## [What to produce]
Lay out every line of the entries below as a Markdown table with two columns, Row and Line. Number the rows in order and skip any blank lines.

Entries from an annotation dataset:
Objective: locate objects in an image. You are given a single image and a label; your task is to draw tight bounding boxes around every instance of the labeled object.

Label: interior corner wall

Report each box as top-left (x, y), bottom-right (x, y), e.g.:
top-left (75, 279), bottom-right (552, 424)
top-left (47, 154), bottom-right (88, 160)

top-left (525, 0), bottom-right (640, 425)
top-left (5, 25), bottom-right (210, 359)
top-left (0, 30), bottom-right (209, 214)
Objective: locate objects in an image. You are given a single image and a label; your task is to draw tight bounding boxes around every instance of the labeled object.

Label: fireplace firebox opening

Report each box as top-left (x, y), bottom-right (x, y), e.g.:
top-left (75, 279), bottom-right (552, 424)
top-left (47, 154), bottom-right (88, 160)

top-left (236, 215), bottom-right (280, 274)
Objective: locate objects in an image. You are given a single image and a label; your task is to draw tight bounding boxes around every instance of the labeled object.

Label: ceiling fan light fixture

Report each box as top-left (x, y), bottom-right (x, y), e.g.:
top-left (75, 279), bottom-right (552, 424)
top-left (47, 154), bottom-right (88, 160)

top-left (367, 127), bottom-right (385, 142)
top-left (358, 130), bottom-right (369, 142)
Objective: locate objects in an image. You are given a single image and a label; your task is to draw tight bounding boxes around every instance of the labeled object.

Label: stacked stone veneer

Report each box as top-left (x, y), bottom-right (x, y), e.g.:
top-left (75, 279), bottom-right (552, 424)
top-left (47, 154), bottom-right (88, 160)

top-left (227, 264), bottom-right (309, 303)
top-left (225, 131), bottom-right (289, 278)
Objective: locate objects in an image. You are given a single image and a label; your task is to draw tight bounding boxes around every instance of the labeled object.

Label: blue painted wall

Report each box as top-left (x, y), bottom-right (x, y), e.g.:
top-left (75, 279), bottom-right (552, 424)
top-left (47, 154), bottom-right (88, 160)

## [Final result]
| Row | Line |
|---|---|
| 1 | Objective: locate objects in an image. You are given a single image and a label; your task is to draw tight bounding boxes around every instance of the labeled object. |
| 2 | Label: interior corner wall |
| 3 | Report each box as top-left (x, y), bottom-right (x, y), e.g.: |
| 4 | top-left (75, 279), bottom-right (552, 424) |
| 5 | top-left (47, 154), bottom-right (88, 160) |
| 6 | top-left (525, 0), bottom-right (640, 425) |
| 7 | top-left (5, 25), bottom-right (210, 359) |
| 8 | top-left (0, 30), bottom-right (209, 214) |
| 9 | Objective: locate objects in an image. You are given a single image and a label; your task is to draw tight bounding boxes around every instance of the labeled object. |
| 10 | Label: fireplace firebox opening |
| 11 | Report each box as top-left (x, y), bottom-right (x, y), e.g.: |
| 12 | top-left (75, 279), bottom-right (552, 424) |
| 13 | top-left (47, 154), bottom-right (88, 160) |
| 14 | top-left (236, 215), bottom-right (280, 274) |
| 15 | Objective: locate objects in an image. You are given a single image and a label; your task is to draw tight bounding boxes around every instance of the labeled object. |
| 16 | Label: ceiling fan light fixture |
| 17 | Report each box as top-left (x, y), bottom-right (x, y), e.g.: |
| 18 | top-left (75, 279), bottom-right (552, 424) |
| 19 | top-left (47, 154), bottom-right (88, 160) |
| 20 | top-left (367, 127), bottom-right (385, 142) |
| 21 | top-left (358, 130), bottom-right (369, 142) |
| 22 | Objective: locate objects in an image. You are given a single image and a label; your task is to draw tight bounding boxes around every instance of the labeled object. |
| 23 | Label: stacked stone veneer |
| 24 | Report each box as top-left (x, y), bottom-right (x, y), e.g.: |
| 25 | top-left (75, 279), bottom-right (552, 424) |
| 26 | top-left (47, 154), bottom-right (88, 160) |
| 27 | top-left (227, 264), bottom-right (309, 303) |
| 28 | top-left (225, 131), bottom-right (289, 278) |
| 29 | Objective: locate objects in an image. You are given a single image and a label; your task is to draw tight bounding boxes around every instance of the labeled object. |
| 30 | Label: blue painted wall |
| 31 | Report each box as top-left (x, y), bottom-right (x, y), e.g.: |
| 32 | top-left (75, 279), bottom-right (552, 424) |
| 33 | top-left (47, 154), bottom-right (88, 160) |